▶ [ACTIVITY] Below are records; copy every line in them that holds the word "security".

▶ [GIVEN RECORDS]
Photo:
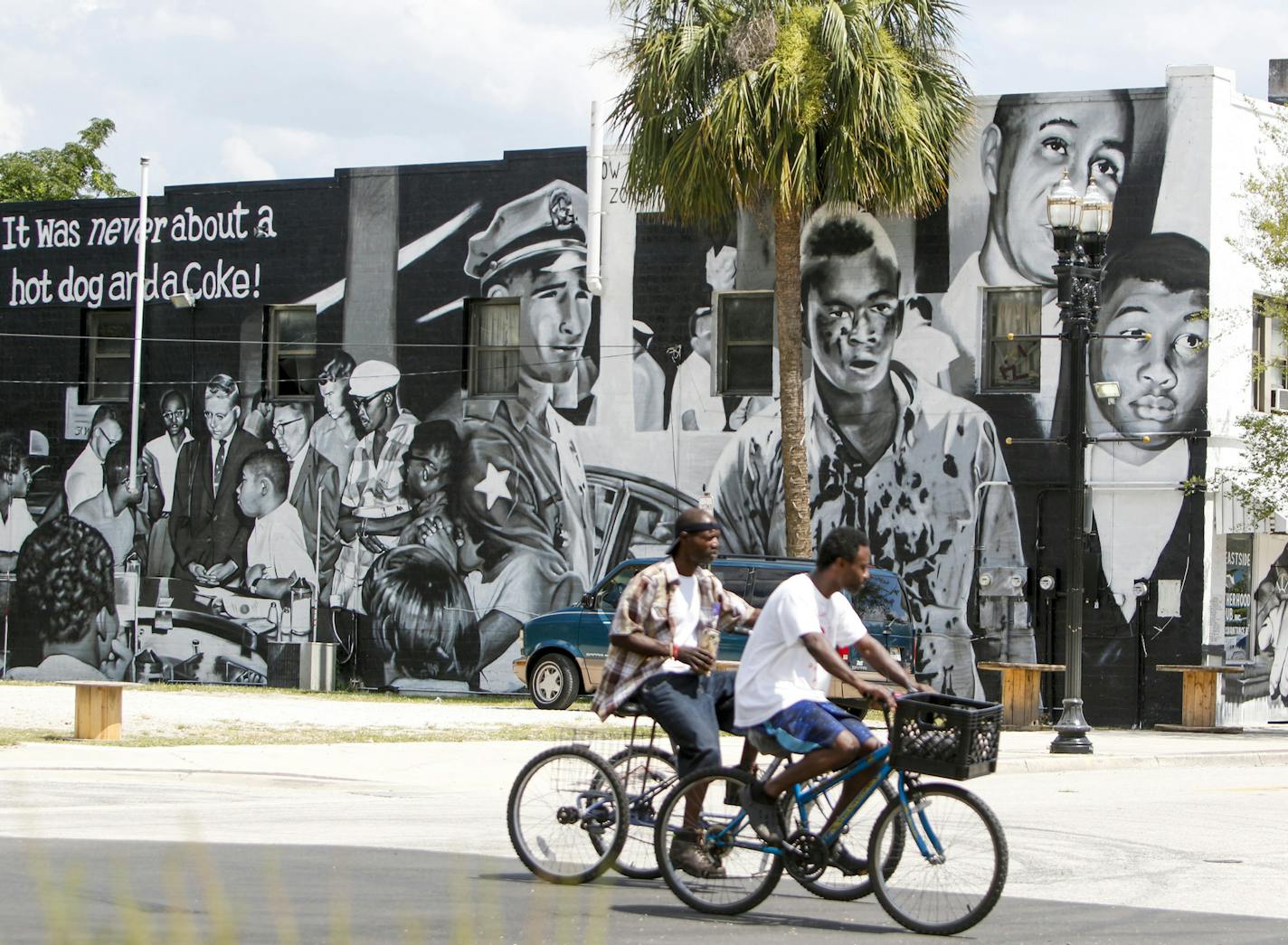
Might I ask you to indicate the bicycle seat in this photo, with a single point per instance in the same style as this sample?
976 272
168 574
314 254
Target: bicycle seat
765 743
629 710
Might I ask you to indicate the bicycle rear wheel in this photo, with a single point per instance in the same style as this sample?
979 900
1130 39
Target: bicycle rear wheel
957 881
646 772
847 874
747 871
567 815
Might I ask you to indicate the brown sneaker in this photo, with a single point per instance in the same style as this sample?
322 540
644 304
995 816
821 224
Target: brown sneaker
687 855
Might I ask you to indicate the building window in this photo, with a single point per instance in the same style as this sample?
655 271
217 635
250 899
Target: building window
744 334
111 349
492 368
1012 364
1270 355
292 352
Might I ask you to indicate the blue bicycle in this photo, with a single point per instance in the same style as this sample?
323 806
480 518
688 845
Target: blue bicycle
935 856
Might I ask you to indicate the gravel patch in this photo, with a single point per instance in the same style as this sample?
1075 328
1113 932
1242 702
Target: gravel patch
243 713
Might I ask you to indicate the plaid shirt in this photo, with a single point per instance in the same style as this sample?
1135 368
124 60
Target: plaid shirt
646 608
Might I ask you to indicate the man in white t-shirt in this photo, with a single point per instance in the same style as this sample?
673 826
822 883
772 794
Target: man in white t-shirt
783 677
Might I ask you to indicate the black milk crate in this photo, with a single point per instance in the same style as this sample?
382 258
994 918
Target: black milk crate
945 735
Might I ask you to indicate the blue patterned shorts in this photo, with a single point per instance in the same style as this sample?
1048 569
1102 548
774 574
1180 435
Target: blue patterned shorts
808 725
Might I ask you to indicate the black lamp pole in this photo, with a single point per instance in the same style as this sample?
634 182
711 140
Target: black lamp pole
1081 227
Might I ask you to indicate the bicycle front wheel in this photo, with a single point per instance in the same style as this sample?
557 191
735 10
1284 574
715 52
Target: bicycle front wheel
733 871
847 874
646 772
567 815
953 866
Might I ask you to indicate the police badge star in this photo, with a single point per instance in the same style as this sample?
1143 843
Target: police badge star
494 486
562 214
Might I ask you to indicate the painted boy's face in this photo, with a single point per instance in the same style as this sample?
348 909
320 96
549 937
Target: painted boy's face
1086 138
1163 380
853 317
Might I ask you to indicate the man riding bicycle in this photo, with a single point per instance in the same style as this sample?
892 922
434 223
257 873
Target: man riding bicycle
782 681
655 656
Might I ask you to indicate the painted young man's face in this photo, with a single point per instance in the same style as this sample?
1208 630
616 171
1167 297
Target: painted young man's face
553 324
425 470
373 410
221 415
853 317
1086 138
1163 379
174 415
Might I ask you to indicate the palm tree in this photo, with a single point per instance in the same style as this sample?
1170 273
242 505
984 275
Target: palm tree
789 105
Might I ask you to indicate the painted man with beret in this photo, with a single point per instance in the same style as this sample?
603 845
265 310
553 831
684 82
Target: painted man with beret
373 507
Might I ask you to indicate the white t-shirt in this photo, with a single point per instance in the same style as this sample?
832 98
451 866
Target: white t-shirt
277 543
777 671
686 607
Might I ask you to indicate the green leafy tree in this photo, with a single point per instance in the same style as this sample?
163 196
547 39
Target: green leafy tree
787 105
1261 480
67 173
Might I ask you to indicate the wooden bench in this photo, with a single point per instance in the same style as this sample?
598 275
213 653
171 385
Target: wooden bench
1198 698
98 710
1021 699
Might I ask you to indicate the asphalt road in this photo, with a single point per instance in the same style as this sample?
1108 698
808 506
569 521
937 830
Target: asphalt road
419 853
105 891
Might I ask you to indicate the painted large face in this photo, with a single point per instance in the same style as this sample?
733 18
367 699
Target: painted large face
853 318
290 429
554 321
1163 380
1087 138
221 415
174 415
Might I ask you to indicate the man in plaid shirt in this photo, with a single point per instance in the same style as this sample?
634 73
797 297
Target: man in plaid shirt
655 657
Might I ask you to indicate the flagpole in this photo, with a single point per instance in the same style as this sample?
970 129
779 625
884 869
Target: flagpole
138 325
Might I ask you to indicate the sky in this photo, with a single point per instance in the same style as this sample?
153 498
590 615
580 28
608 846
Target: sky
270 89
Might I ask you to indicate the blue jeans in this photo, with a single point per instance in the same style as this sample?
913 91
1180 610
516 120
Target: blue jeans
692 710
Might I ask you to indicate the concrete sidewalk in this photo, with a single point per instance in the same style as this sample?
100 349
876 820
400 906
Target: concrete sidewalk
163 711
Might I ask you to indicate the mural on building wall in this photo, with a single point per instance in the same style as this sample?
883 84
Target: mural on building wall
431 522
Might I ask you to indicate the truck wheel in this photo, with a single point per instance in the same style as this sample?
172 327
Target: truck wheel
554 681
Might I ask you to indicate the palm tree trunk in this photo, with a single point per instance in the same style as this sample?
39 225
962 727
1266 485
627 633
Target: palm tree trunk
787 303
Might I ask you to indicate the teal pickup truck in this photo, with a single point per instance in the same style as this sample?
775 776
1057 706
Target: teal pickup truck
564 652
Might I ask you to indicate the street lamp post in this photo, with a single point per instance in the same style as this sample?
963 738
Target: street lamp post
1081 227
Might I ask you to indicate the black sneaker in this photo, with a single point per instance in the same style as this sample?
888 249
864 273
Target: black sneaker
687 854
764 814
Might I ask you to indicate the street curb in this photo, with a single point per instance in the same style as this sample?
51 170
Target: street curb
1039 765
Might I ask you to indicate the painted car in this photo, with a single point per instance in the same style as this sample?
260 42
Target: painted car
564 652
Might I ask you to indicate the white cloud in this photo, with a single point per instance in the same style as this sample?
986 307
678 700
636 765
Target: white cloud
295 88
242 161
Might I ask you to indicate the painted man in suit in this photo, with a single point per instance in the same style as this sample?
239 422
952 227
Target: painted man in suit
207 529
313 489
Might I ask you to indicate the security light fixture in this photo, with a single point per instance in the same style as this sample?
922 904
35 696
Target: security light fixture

▶ [EXPECTED OUTPUT]
Might I ask you to indicate the security light fixture in this photo, with a single point per instance in the same style as this sample?
Target: security light fixture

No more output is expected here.